EXERCISE INSTRUCTIONS:
Copy word for word the part of the records that starts with the line containing "Where can you find the water" and runs to the end of the records.

PROVIDED DATA:
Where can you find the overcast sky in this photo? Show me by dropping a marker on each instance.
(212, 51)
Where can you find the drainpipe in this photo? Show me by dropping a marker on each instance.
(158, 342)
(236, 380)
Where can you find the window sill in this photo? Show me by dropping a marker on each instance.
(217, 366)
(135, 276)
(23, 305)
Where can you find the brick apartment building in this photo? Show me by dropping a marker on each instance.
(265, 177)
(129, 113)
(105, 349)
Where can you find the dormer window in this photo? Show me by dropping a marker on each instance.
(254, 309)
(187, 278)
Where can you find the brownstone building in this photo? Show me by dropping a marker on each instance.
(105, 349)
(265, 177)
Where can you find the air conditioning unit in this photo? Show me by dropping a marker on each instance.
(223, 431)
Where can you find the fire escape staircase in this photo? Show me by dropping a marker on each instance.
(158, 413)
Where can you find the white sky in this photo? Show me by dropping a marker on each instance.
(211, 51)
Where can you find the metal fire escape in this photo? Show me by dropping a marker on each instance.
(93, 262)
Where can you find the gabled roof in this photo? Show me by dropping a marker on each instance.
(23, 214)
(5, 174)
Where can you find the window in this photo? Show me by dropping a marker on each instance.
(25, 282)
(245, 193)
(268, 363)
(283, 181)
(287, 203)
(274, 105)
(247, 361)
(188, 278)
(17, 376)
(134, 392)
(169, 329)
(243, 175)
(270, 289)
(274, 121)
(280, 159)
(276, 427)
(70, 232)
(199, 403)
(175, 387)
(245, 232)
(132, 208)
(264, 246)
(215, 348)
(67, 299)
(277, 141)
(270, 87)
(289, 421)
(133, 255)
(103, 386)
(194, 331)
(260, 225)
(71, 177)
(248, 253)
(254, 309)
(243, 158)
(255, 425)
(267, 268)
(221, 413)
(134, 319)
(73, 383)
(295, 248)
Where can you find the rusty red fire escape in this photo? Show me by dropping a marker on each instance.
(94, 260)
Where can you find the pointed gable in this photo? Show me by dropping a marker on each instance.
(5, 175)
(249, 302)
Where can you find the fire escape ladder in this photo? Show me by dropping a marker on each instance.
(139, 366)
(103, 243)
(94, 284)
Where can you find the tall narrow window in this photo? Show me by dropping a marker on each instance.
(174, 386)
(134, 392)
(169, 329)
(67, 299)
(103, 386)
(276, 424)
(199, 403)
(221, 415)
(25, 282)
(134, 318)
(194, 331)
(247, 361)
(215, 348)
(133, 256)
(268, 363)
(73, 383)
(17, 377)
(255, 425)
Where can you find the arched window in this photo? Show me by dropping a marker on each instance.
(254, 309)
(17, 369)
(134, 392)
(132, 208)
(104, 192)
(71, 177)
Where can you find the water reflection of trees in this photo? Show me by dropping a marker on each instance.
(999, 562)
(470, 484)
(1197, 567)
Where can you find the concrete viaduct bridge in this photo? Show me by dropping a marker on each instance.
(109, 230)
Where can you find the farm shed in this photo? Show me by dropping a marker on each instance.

RESPONSE BELOW:
Where can you find the water reflection of trees in this photo? Show me by dropping a marker on each instance.
(999, 562)
(470, 484)
(1197, 567)
Where can you find the concrete viaduct bridge in this photo? Show me by dropping a marker on each instance.
(109, 230)
Where can you find the farm shed in this photo? Show me by dropping a marker on each instance.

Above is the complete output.